→ Exercise requirements:
From the lecture announcement below, list every property the abstract attributes to the process used to model the evolution of the oil price.

→ Page extract:
..........

The Department of Finance and Risk Engineering welcomes Bruno Kamdem, Professorial Lecturer, The George Washington University, to the BQE Lecture Series on Thursday, October 22nd at 6 p.m. on Zoom.
Meeting ID: 919 9128 5424
Password: BQEBK
Title
Optimal Strategies for Oil Production and Taxation Under Cap‑and‑Trade
Abstract
Rising global oil production is contributing to the increase of domestic revenues through a variety of fiscal mechanisms in many governments around the world. Concomitantly, the global low‑carbon transition is compelling the same governments to require special taxes such as carbon tax on oil fields. This paper develops a repertoire through which an oil field extraction policy and a government fiscal policy are optimal under carbon emissions constraints. Traditional models have not been able to capture the mean reverting regime‑switching jump‑diffusion dimension of the oil price as well as the stochastic differential game aspect of the extraction‑taxation dichotomy under carbon emissions constraints. On the one hand, to account for the sensitivity of the oil price to global and seasonal macroeconomic parameters, we model its evolution as a mean reverting regime‑switching jump‑diffusion process. On the other hand, as oil producing countries rely on taxes levied on oil companies whose aim is to maximize revenues generated from their extracting activities, we categorize our model as a stochastic differential game problem. The existence of a Nash Equilibrium is proven. Value functions of the stochastic differential game problem are characterized as the unique viscosity solutions of the corresponding Hamilton Jacobi Isaacs equations. Under Greenhouse gas emissions constraints, optimal extraction and fiscal policies are derived. In the light of a numerical blueprint, our analysis holds that a strategic cap‑and‑trade fiscal protocol under which oil producing governments and oil companies efficiently cooperate can yield positive effects on climate policies.

..........

→ Dataset:

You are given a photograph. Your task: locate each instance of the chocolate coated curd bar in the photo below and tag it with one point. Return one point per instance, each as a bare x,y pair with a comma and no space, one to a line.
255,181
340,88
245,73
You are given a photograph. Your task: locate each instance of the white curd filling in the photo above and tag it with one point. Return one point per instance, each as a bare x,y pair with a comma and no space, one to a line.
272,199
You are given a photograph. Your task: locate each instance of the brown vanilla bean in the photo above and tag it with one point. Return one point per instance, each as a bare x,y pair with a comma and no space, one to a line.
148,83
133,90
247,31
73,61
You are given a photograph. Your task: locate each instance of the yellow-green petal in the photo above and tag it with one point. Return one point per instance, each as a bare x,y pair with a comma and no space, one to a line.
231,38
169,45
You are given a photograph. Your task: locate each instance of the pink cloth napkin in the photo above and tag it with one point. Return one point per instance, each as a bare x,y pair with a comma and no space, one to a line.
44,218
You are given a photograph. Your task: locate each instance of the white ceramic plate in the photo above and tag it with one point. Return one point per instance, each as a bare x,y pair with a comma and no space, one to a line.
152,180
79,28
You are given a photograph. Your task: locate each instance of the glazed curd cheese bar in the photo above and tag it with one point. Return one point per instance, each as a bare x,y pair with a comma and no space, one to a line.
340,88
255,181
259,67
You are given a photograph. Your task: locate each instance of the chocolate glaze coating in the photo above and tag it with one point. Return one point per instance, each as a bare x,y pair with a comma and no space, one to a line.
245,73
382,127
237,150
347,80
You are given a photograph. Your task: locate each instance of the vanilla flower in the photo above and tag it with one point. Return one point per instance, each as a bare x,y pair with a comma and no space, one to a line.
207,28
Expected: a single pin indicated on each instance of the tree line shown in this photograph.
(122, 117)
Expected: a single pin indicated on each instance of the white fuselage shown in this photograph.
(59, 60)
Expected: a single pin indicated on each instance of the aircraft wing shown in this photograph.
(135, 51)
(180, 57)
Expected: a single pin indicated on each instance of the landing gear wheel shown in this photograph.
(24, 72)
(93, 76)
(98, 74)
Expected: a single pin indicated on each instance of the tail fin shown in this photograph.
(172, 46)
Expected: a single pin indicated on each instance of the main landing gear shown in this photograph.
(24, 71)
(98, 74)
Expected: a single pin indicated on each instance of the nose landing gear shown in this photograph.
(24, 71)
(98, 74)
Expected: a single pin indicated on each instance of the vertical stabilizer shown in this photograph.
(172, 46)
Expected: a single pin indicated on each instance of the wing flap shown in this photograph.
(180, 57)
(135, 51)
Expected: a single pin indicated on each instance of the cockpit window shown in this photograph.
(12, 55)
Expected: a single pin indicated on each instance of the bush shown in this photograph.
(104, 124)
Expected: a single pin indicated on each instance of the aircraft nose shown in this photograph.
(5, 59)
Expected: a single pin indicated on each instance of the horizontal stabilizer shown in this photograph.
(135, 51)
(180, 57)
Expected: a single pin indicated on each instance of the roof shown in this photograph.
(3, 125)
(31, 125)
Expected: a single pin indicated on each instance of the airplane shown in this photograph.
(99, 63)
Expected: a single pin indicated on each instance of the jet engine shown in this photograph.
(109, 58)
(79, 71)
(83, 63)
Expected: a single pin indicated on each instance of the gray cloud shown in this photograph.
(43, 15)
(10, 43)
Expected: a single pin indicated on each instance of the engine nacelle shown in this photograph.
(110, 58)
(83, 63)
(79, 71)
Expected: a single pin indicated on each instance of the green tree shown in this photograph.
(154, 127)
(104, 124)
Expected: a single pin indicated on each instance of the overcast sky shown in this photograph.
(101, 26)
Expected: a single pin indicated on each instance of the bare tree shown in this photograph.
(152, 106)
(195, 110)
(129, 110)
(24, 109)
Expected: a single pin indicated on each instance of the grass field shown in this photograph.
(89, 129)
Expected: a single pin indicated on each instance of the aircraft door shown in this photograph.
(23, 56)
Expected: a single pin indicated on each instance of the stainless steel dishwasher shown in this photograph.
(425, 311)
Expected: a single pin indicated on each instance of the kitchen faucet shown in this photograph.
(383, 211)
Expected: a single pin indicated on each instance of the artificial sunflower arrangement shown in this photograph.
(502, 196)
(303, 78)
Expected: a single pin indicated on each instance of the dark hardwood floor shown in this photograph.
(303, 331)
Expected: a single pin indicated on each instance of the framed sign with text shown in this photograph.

..........

→ Answer for this exercise:
Mean reverting, regime-switching, jump-diffusion